Votre livre s’appelle Éloge des petites bites. Qu’est-ce que c’est, une petite bite ?

Selon les études, un micropénis est un sexe dont la taille est inférieure ou égale à 3,5 cm au repos et 7 cm en érection. Ce sont des chiffres que j’ai eu énormément de mal à trouver, car tous les spécialistes ne donnent pas les mêmes ! Selon les sexologues et les urologues, beaucoup d’hommes pensent avoir une petite bite, par comparaison avec ce qu’ils croient être la norme. C’est assez aberrant. Entre 13 et 15 cm en érection, la taille du sexe est parfaitement normale.

Pourquoi avez-vous choisi d’écrire sur ce sujet ?

C’est un projet que j’avais en tête depuis très longtemps. Suite à des conversations avec des amis, j’ai pris conscience qu’il fallait absolument faire un travail de réhabilitation des petites bites. Je ne suis certainement pas la première à en parler. Mais il me tenait à cœur d’écrire ce livre, et qu’il porte ce titre.

Le titre du livre est très intéressant justement. Éloge des petites bites, c’est plutôt drôle, mais le sous-titre, lui, est ouvertement politique : Pour en finir avec la dictature viriliste. Selon vous, notre société est construite autour du phallus ?

## Consigne énoncée 1
Recopiez à l'identique, dans les rangées, tout ce qui va de la ligne contenant « Placement rule: one point per instance of the tree, set » jusqu'à la fin des rangées, ces deux bornes comprises.

## Lignes de données
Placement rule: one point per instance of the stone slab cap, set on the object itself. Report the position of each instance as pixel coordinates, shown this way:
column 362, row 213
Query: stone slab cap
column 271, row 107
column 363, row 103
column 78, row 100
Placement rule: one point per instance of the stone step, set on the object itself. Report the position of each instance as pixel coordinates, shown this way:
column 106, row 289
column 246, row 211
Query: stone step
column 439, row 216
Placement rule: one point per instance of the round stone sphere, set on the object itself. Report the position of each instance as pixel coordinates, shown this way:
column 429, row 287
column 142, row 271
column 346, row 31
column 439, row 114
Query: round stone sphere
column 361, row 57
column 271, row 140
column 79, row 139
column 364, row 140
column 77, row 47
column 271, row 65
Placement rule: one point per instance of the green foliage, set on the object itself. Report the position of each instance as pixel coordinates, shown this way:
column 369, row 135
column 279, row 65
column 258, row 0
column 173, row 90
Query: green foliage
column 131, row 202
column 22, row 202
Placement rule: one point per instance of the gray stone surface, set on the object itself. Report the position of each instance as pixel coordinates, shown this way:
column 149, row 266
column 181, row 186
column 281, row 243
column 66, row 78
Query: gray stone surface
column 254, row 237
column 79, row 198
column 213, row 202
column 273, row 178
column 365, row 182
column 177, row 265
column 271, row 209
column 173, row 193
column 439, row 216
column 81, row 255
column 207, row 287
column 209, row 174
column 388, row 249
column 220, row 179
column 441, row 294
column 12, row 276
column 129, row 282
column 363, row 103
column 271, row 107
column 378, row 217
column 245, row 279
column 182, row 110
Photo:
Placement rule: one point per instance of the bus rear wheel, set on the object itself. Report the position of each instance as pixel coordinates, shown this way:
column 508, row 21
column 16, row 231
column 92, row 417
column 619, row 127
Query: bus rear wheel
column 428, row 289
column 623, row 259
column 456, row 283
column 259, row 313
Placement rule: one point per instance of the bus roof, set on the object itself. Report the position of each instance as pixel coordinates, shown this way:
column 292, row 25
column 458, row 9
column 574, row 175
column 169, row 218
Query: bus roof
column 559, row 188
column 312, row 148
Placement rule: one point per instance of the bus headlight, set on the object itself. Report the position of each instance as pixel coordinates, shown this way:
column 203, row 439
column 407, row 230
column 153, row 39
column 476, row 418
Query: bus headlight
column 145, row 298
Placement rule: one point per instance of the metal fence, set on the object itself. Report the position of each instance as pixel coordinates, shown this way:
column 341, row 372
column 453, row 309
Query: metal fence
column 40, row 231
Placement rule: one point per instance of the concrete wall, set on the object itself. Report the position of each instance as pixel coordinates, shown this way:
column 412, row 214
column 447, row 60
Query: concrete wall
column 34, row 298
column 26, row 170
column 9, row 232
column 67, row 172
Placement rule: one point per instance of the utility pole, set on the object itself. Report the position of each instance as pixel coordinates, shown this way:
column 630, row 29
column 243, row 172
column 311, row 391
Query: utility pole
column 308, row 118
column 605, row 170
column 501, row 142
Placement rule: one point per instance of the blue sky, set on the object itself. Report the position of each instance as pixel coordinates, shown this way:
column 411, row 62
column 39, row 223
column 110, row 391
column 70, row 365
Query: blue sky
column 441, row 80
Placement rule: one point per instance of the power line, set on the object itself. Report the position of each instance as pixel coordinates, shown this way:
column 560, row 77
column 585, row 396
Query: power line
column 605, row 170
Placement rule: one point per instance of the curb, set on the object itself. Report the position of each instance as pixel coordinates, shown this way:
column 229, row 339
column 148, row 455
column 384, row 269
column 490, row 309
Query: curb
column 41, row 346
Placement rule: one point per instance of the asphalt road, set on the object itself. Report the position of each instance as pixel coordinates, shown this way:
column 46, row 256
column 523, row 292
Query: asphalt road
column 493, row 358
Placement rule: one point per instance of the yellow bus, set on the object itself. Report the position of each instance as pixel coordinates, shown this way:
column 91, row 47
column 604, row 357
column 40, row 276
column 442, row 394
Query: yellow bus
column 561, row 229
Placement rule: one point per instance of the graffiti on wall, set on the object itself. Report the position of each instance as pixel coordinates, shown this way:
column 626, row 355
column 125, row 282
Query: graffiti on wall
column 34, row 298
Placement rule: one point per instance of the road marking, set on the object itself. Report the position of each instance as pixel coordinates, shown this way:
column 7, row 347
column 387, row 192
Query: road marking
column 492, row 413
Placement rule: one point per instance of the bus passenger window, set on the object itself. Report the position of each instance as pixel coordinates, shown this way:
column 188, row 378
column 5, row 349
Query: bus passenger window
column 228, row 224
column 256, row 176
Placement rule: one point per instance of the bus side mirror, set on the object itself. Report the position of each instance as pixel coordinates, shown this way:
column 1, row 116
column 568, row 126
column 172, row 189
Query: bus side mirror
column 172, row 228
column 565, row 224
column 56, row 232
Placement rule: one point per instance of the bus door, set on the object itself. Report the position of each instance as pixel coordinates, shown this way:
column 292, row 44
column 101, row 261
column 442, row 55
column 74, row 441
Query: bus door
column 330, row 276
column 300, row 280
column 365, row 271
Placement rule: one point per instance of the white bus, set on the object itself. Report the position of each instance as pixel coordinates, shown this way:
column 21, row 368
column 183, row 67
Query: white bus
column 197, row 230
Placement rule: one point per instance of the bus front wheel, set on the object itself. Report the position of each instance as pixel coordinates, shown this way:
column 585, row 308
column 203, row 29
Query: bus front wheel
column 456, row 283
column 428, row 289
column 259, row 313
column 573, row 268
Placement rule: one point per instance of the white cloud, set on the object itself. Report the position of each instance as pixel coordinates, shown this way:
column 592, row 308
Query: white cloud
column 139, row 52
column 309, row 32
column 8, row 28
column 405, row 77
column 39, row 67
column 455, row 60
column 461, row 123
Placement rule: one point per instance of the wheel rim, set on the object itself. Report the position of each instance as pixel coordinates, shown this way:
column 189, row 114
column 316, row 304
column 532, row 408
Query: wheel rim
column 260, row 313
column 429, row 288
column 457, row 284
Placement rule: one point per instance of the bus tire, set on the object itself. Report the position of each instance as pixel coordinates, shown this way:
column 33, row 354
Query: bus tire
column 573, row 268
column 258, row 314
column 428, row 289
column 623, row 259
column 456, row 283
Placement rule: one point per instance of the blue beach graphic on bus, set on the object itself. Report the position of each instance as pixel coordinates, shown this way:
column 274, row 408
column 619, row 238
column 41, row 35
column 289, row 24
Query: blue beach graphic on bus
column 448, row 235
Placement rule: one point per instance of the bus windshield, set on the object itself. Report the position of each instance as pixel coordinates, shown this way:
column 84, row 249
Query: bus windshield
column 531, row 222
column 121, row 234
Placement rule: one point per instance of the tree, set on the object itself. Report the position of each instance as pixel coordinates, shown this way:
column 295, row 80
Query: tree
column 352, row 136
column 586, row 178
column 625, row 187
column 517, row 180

## Consigne énoncée 2
Rédigez la suite de l'entretien consacré à Éloge des petites bites, en partant de la dernière phrase de l'extrait.

## Réponse attendue 1
Placement rule: one point per instance of the tree, set on the object itself. Report the position of each instance as pixel coordinates, shown this way:
column 295, row 80
Query: tree
column 352, row 136
column 586, row 178
column 625, row 187
column 517, row 180

## Réponse attendue 2
Disons que l’image que nous avons de la sexualité est phallocentrée. Dire que la France est une société monstrueusement patriarcale serait très exagéré. Mais elle porte les stigmates de siècles de patriarcat. Dans mon livre, je suis très nuancée dans mes propos. Je suis consciente des avancées du féminisme, nous ne vivons pas en Iran.

Pour vous, il existe un ordre masculiniste qu’il s’agit de détruire ?

Non, quand je parle d’en finir avec la dictature viriliste, je parle essentiellement de sexualité.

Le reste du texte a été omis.